__SOURCE DOCUMENT__
Two Weeks in Brazil Itinerary 

Two weeks in Brazil are barely enough time to scrape the surface of what the massive country has to offer. For those with limited time, this itinerary will give you a diverse Brazil experience and pack in the best Brazil has to offer, without tiring yourself out.

Here is an extensive two weeks in Brazil itinerary, which can be easily shortened or extended based on your own preferences.

Day 1-4: Rio de Janeiro

Most travellers, including myself, fly into Rio de Janeiro. While it’s no longer the capital of Brazil (which moved to Brasilia in 1960), Rio de Janeiro is one of the most vibrant and culturally-rich cities in the world. It offers pretty much everything you could want in one place – awesome views, white-sand bays, and buzzing nightlife.

By day, head to Copacabana Beach and Ipanema Beach for the sun and surf or view Brazil’s historic relics and fine art at Museu Histórico Nacional. Look up from almost any street in Rio and you’ll see Christ the Redeemer, the open-armed statue of Jesus Christ that sits atop Corcovado Mountain. You can reach this peak and enjoy an unforgettable view of the entire city by taking a narrow-gauge train. By night, you’ll find the year-round party at the samba clubs in Lapa, an eclectic bohemian district and nightlife centre.

Don’t miss the Escadaria Selarón, 125 meters of steps covered in bright tile which have been transformed into a world-known piece of art. Next to the steps is the Santa Teresa neighborhood, a renowned gathering place for intellectuals, academics, artists and politician. If you’re interested in visiting favelas (slums), I recommend going to the Santa Marta favela in Botafogo, which appeared in Michael Jackson’s MTV.

  • Recommended nights: At least 3 nights (but you can also leave Rio for the end of your trip)
  • READ: My experience celebrating Carnival in Rio

Accommodation in Rio de Janeiro

There are lots of hotels with fantastic views and rooftop swimming pools overlooking the beach in Copacabana, Ipanema and Leblon. Many of them are surprisingly affordable if you’re not traveling during Carnival, New Years or Easter. Rio Othon Palace is right on Copacabana beach, with spectacular views of the bay and Sugarloaf Mountain. It’s also got a beautiful rooftop pool and a popular restaurant and bar on its 30th floor. Check the prices here.

A cheaper hotel in the same location is Orla Copacabana Hotel, also overlooking the beach and steps from restaurants, bars and attractions. There’s a metro station just 900m away and prices are as low as $59 for a double room. Check the latest prices.

__Excerpts from point annotation data__

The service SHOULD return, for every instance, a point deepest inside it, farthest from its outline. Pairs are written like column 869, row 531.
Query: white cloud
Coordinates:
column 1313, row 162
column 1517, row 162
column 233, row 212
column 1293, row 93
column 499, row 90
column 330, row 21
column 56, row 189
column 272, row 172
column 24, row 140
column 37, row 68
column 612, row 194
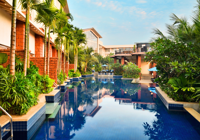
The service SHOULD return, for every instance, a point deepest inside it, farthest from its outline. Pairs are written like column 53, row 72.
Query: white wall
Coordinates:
column 32, row 42
column 5, row 28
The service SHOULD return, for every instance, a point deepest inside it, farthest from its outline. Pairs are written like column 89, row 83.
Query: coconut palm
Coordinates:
column 68, row 37
column 27, row 4
column 13, row 38
column 61, row 22
column 46, row 14
column 78, row 38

__WHAT THE TASK ASKS__
Carry on the two-week Brazil itinerary from its final sentence, "Check the latest prices."

__RESPONSE__
For a budget option, check out Rio Beach Hostel which is clean, funky and very affordable. It’s located in the Botafogo district and around an 18-minute walk from the beach. It’s perfect for solo travelers who are looking to connect with other travelers. Book here.

I cannot emphasise enough how important it is to book your hotel in Rio de Janeiro way ahead of time, as they get booked up (and prices get jacked up) at peak travel season. When I traveled there during Carnival, I couldn’t find any affordable accommodation and ended up staying in an Airbnb room which was expensive and dodgy.

Days 4-6: Paraty & Ilha Grande

Travel by public bus four hours down the southern coast and you’ll find Paraty, a colonial town with fantastic architecture and coastal vibes. Laid-back Paraty gives you the chance to slow down and relax, after partying too hard in Rio de Janeiro. The town has plenty of bohemian markets, fresh seafood restaurants and plenty of charm.

If that doesn’t sound tranquil enough – its cobbled streets are closed to cars, and this popular holiday retreat has lured artists and writers from Brazil and worldwide. Wander around the historical centre, visit Santa Rita church and its surrounding houses, chill on the beach in Barra do Corumbê or kayak the Jabaquara Mangroves. You can also take a boat cruise around the bay or a day trip to Trindade.

If you have some extra time, I suggest a stopover at Ilha Grande on your way to Paraty. I didn’t have enough time to go there, but I’ve heard it’s worth a visit. The island remains largely undeveloped as it was closed by the Brazilian government for more than a century to free movement or settlement because it housed prison. The island is now a popular tourist destination, known for its scenic beauty, unspoilt tropical beaches, luxuriant vegetation and rugged landscape. Here’s

  • Recommended nights: 2 nights (add 2 more nights if you want to go to Ilha Grande)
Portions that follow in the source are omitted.